◆ Objetivo planteado 1:
Según el texto sobre la vida doméstica caraqueña, ¿cuánto cobraban al mes los hombres contratados como mayordomos, cocineros o criados?
◆ Objetivo planteado 2:
Retoma el texto sobre la vida doméstica caraqueña y prosíguelo a partir de su última oración.

Vida doméstica caraqueña
El periodista estadounidense William Eleroy Curtis (1850-1911), autor del libro Venezuela, país de eterno verano (1896), dejó escrito que una “buena casa”, con todas las comodidades cuya construcción fuese de material consistente podía costar entre veinte o veinticinco mil dólares, “y dura para siempre”. Resaltó que en las casas no había estufa ni calefacción y que el combustible para cocinar era el carbón.
En cuanto a la cantidad de criados o sirvientes utilizados para atender los quehaceres hogareños, en especial en los hogares de la gente de mayores recursos económicos, en lo referente a este aspecto subrayó que: “En Venezuela se necesitan más criados que en nuestro país o en Europa, y no están bien educados, pero su paga es mucho menor”.
Indicó que se podía contratar personas para el servicio doméstico por sumas muy bajas. Si eran hombres los que se contrataban para mayordomos, cocineros o criado la paga era de siete u ocho dólares al mes. En cuanto al lavado de la ropa observó que la realizaban las mujeres a orillas de los ríos. “Transportan la ropa en cestas sobre sus cabezas, en camino y de vuelta, la lavan en el agua fría de la corriente, la baten contra las piedras hasta casi acabar con los botones y la extienden sobre la grama a escurrirse”. Constató que en las casas se lavaba utilizando bateas y agua caliente, pero en toda Venezuela no hay nada que se parezca a un tendedero ni a una tabla de lavar”. Agregó que en el patio trasero de algunas casas había un estanque preparado con piedras y cemento. En él se lavaba la ropa y había piedras de gran tamaño similares a las balas de cañón o a una auyama en las que se tendía la ropa para que se secara. En cuanto a este hábito escribió: “Algunos norteamericanos han intentado introducir repetidas veces máquinas de lavar y tendederos, pero es imposible inducir a las mujeres a usarlos, pues prefieren sus propios y embarazosos métodos”.
Según su particular visión de los trabajadores añadió que, existía un inveterado temor a las innovaciones, “particularmente contra las máquinas y los artefactos que suavizan el trabajo”.

(Entradas extraídas de una colección)
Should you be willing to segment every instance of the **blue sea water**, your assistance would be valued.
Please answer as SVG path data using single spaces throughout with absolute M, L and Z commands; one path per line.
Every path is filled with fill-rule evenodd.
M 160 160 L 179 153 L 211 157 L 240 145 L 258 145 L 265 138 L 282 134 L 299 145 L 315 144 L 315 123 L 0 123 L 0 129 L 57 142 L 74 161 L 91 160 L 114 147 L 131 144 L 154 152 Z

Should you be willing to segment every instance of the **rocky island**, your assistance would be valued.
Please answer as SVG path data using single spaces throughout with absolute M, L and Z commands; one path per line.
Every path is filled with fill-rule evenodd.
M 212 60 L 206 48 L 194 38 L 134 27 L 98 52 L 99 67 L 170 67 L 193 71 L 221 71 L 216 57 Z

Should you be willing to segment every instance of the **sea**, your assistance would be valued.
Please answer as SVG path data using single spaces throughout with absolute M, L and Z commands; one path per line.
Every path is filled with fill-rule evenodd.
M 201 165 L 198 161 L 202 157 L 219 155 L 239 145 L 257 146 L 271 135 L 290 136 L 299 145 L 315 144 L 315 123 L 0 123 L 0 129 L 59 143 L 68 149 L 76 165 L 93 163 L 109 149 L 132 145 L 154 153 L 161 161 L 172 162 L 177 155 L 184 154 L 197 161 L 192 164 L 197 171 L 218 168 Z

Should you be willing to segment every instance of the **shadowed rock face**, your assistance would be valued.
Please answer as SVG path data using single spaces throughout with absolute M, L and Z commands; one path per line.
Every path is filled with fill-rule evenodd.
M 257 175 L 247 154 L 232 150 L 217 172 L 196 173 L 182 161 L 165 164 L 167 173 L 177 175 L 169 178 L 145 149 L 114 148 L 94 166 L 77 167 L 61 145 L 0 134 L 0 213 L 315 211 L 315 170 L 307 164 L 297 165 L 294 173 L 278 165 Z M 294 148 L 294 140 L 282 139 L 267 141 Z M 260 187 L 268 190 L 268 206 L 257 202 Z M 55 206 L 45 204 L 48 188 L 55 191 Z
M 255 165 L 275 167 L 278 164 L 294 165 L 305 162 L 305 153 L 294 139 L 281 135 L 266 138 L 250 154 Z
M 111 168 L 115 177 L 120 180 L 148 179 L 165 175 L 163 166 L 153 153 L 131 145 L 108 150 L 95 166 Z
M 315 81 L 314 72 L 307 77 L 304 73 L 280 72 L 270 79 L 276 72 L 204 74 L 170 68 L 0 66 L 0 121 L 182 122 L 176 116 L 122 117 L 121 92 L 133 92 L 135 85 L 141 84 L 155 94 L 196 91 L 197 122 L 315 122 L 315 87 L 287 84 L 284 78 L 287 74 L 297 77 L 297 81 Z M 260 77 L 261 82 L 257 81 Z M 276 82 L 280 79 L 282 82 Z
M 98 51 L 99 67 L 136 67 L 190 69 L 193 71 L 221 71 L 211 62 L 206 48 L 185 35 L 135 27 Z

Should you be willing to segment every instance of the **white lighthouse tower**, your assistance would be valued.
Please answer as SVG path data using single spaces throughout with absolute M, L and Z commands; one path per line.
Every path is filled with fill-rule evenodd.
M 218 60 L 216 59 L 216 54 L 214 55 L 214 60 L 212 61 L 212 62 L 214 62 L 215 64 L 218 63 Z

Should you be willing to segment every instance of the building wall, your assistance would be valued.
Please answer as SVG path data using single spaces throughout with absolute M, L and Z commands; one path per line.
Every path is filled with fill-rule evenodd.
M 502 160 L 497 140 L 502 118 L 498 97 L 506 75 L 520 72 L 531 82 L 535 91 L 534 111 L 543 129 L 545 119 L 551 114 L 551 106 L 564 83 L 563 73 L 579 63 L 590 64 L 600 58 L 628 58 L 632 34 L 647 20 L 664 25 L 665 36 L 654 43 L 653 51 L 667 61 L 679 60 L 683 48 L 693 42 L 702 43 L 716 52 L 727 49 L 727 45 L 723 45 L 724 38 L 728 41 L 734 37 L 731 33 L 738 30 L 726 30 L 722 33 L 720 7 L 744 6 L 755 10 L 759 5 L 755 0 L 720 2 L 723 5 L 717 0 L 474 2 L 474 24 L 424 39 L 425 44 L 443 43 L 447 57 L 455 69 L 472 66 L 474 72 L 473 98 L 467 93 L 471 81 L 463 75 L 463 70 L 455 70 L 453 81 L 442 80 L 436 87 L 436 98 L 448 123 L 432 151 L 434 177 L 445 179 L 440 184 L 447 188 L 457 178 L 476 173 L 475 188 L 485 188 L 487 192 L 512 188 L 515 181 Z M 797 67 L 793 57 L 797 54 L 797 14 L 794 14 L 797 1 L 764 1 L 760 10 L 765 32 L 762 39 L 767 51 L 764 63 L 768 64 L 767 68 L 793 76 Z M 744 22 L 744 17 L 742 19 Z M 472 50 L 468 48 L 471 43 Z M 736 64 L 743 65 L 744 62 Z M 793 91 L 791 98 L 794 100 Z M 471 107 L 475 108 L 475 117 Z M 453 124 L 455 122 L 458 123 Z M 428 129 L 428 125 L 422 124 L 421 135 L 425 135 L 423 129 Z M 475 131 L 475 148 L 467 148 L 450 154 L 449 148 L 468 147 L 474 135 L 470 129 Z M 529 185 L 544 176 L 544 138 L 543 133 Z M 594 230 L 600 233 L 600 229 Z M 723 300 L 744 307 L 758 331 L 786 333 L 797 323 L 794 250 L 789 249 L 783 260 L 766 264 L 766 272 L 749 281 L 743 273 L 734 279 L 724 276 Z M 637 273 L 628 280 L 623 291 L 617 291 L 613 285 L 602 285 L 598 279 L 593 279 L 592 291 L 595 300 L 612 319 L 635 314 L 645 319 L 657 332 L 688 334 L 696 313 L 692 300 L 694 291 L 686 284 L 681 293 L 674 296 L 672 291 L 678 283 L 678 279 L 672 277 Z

◆ Respuesta escrita 1:
Siete u ocho dólares al mes.

◆ Respuesta escrita 2:
En este orden de ideas, expresó que no había manera de convencer a un peón que, en vez de llevar muebles pesados y baúles entre dos hombres con una especie de andas, sostenidas sobre sus hombros, utilizaran carretillas. Otro ejemplo que ofreció de lo que denominó miedo a las innovaciones fue el de los instrumentos de trabajo utilizados por quienes araban la tierra. Así, ratificó que los agricultores del lugar trabajaban la tierra con un palo curvo provisto de un mango, “exactamente como lo hacían los egipcios en tiempo de Moisés y nada puede inducirlos a adoptar el moderno asador de acero de dos mangos”.
En la Caracas del siglo XIX se podía contratar personas para el servicio doméstico por sumas de dinero muy bajas.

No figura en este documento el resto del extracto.